**MATERIAL FOR THIS EXERCISE**
════

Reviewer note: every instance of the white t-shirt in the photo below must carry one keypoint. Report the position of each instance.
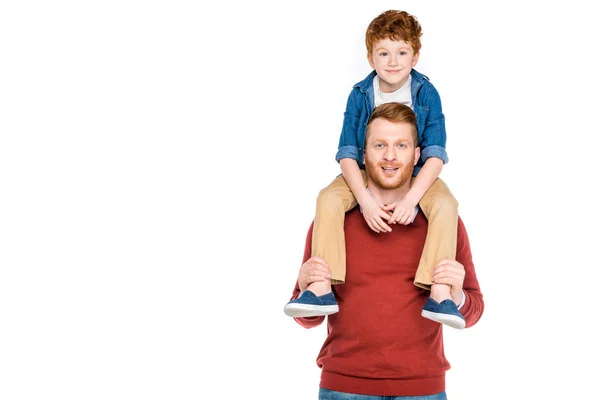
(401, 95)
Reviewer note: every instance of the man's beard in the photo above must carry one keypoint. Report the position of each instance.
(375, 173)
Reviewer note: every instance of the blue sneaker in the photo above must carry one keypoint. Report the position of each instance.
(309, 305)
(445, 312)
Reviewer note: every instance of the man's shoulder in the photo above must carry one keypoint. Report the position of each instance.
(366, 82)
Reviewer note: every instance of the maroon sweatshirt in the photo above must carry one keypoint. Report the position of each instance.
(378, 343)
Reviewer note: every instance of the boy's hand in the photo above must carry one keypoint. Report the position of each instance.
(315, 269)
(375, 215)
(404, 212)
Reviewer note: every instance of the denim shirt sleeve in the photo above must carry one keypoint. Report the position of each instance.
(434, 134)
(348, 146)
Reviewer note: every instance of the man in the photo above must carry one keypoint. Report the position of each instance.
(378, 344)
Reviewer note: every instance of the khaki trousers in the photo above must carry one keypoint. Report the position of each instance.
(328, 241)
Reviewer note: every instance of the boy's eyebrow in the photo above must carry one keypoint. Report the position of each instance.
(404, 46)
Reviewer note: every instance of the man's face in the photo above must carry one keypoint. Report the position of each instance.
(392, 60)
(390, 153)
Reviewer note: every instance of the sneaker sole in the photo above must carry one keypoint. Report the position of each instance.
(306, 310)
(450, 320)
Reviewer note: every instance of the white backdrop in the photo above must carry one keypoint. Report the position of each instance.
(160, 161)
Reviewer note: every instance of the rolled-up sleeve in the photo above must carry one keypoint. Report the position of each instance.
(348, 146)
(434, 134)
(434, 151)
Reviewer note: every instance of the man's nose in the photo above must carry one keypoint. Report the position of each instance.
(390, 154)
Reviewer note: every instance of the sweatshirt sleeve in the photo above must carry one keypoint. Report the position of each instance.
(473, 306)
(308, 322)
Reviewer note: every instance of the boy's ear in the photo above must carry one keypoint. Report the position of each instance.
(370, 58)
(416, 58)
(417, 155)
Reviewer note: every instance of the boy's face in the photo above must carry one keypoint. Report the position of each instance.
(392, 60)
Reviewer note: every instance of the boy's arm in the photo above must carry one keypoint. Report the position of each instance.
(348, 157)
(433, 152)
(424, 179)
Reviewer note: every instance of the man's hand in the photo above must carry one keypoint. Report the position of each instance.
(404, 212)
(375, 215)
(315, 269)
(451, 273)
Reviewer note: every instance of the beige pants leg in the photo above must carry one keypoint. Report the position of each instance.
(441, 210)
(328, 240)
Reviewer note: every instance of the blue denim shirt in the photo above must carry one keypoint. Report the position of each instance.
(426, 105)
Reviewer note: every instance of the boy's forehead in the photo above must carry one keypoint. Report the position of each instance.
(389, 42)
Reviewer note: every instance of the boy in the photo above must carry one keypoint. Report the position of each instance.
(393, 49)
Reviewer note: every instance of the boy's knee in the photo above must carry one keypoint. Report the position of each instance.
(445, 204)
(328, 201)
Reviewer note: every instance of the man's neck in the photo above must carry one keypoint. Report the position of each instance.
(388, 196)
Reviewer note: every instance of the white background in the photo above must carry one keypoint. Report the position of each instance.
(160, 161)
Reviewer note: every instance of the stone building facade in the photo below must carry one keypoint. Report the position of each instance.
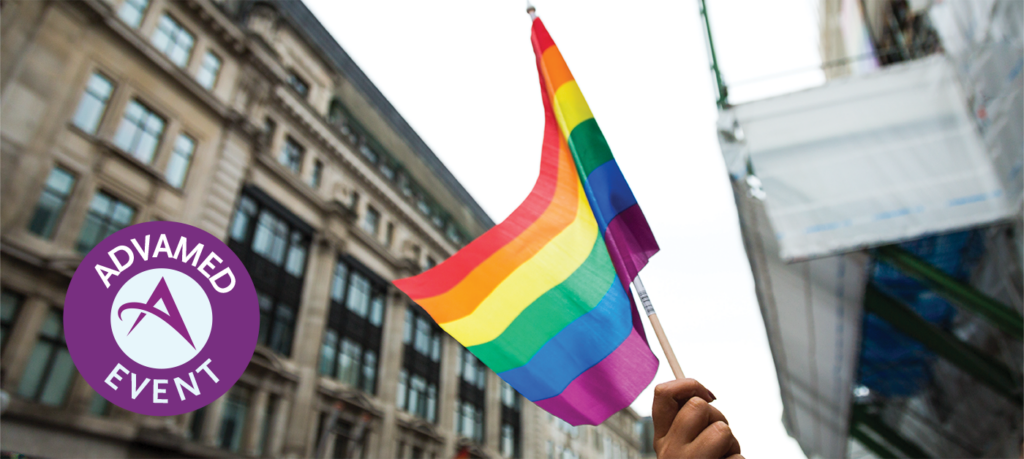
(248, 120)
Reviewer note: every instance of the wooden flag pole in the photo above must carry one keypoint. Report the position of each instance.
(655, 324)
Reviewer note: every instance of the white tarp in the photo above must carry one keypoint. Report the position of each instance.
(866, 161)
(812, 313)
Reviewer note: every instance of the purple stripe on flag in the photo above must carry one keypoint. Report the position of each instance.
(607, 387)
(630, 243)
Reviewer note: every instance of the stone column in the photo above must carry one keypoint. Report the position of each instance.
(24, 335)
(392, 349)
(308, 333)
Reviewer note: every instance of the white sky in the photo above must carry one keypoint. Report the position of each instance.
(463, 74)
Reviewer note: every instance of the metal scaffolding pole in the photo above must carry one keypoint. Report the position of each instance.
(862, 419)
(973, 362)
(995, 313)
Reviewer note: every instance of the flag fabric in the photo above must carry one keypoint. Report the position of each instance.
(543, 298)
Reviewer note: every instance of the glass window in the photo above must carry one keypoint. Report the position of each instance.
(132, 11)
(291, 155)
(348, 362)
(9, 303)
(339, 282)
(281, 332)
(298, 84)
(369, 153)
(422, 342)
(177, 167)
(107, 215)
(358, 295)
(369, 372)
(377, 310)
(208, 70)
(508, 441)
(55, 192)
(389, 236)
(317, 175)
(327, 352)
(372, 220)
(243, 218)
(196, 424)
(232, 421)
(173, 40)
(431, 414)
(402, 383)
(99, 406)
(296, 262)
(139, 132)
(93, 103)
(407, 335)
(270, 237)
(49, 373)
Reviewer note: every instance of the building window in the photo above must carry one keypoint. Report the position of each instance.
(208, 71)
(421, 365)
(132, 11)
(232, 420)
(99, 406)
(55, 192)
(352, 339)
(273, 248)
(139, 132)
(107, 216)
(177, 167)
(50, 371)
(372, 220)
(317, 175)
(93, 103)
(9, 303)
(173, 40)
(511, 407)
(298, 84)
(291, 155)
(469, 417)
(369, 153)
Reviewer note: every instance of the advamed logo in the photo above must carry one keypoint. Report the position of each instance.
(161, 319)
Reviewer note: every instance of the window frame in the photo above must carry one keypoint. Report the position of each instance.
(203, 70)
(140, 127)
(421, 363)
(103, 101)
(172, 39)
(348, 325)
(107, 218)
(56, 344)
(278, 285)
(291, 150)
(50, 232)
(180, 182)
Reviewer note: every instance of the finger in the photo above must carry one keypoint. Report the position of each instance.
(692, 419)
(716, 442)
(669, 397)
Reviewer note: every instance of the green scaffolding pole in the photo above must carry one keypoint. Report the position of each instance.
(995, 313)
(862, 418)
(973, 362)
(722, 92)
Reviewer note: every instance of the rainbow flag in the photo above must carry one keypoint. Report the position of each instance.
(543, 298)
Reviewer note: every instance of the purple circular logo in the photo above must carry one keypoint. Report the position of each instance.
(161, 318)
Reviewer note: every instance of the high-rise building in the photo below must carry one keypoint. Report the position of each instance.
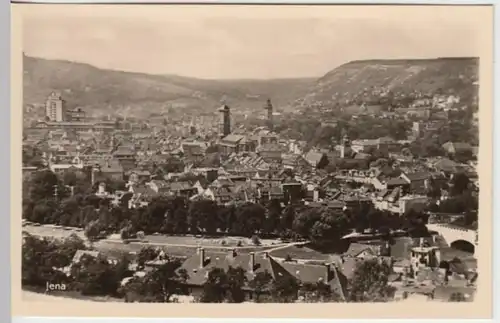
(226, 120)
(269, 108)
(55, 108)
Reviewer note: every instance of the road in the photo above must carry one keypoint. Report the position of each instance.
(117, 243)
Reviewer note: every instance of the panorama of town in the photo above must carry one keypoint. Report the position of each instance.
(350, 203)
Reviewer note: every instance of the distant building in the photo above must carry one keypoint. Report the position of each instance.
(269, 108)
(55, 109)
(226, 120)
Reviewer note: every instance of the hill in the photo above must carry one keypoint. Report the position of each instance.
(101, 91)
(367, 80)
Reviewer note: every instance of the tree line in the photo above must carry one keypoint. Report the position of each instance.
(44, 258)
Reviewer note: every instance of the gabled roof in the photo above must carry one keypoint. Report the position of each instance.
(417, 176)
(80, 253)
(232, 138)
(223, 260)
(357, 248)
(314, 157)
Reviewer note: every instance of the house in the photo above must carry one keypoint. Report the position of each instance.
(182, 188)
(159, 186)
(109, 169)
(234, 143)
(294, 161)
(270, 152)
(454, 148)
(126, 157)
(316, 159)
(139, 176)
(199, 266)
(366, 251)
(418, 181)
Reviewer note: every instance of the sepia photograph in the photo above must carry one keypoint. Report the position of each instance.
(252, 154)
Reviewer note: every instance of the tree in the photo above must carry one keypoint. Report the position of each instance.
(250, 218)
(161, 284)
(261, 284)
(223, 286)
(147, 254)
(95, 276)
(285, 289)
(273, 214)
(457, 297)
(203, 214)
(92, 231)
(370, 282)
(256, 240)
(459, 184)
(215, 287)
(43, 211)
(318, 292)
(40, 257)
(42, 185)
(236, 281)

════

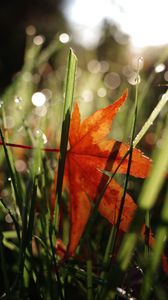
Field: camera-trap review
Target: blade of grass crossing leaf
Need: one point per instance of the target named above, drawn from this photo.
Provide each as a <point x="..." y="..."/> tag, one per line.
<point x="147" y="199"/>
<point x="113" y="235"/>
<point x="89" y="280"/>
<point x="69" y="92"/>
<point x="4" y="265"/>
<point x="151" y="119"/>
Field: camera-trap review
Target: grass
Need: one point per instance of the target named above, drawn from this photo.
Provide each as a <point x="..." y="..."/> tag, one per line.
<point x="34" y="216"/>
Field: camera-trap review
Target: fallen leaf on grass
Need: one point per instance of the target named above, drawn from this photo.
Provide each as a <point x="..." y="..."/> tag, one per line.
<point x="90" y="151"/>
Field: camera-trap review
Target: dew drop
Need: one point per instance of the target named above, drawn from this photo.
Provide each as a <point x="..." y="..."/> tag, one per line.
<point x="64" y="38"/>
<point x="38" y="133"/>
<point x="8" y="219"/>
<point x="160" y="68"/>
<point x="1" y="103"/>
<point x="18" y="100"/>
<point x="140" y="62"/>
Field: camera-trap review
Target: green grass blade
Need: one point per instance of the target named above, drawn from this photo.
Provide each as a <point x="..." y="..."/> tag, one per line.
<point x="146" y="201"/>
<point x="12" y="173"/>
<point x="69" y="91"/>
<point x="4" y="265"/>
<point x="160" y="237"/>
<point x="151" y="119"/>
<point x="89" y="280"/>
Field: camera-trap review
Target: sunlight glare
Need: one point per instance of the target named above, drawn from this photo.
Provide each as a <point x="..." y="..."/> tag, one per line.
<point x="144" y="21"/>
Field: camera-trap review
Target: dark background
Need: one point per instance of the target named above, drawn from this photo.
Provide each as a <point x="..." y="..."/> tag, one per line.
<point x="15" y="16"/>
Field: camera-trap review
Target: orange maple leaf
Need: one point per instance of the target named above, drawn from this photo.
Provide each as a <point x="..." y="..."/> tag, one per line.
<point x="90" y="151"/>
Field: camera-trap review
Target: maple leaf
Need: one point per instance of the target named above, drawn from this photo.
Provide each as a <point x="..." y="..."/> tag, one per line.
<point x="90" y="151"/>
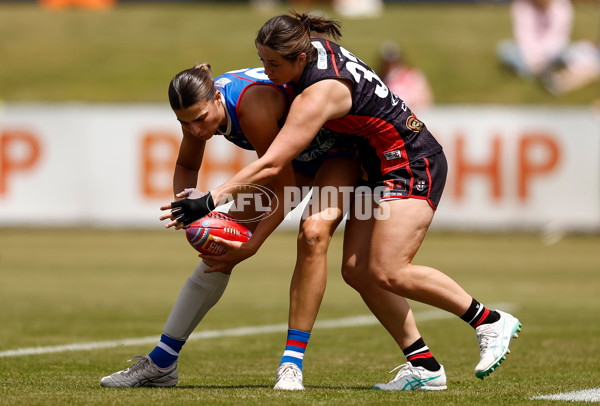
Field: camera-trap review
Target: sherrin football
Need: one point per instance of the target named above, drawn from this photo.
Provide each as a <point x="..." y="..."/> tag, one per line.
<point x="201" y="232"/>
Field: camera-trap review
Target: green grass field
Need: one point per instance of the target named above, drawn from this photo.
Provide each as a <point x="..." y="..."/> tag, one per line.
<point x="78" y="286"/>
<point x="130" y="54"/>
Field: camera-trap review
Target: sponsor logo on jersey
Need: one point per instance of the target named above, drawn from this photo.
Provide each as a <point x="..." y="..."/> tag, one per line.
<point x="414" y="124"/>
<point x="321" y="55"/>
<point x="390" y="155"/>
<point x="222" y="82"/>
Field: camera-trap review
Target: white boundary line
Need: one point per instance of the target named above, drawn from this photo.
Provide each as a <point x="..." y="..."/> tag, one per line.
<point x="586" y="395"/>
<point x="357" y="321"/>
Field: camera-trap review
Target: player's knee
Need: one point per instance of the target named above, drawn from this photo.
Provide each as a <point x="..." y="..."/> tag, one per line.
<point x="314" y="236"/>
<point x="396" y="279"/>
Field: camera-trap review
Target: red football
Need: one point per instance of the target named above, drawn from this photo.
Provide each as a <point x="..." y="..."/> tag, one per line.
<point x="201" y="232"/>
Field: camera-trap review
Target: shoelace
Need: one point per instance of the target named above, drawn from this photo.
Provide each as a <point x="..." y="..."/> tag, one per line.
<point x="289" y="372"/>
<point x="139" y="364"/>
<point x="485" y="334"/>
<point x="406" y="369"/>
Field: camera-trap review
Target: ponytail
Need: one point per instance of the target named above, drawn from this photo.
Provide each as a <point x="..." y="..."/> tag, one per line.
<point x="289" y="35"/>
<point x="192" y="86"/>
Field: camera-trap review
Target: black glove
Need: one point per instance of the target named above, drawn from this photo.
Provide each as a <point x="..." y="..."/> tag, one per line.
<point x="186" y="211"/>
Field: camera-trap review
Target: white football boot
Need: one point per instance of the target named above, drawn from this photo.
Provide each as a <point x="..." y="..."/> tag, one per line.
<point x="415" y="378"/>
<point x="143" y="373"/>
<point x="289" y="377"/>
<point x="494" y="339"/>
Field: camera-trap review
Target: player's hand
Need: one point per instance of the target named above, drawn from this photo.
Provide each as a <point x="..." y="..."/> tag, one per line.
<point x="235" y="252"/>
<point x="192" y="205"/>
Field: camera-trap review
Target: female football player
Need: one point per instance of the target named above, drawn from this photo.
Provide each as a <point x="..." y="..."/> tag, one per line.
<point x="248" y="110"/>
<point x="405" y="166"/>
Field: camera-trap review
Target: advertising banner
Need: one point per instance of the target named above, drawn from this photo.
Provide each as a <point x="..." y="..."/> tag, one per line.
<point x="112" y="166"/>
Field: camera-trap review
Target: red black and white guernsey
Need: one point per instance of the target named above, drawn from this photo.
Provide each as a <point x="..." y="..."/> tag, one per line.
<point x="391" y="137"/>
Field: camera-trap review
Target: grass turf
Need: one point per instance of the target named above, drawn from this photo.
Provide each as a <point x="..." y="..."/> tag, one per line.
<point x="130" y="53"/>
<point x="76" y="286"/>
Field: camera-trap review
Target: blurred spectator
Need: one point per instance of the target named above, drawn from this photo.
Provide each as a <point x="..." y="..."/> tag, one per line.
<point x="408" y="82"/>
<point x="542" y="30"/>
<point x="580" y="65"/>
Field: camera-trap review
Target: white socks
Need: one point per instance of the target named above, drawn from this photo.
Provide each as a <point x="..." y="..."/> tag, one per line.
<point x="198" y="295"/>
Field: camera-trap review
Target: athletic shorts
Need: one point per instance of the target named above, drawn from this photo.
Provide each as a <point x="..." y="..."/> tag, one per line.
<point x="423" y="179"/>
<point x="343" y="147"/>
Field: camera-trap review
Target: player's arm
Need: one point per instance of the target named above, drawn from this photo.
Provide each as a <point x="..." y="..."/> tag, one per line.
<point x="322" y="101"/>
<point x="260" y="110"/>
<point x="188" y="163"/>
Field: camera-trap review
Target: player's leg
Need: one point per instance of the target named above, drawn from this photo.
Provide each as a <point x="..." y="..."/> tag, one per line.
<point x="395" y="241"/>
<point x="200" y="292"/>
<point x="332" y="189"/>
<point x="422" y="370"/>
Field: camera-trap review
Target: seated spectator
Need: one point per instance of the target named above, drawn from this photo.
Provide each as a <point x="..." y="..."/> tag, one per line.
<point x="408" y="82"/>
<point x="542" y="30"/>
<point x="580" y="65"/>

════

**TASK BRIEF**
Find the word "spectator" in the entries and show each line where it is found.

**RESPONSE FOR THIS EXERCISE**
Target: blurred spectator
Target: seated spectator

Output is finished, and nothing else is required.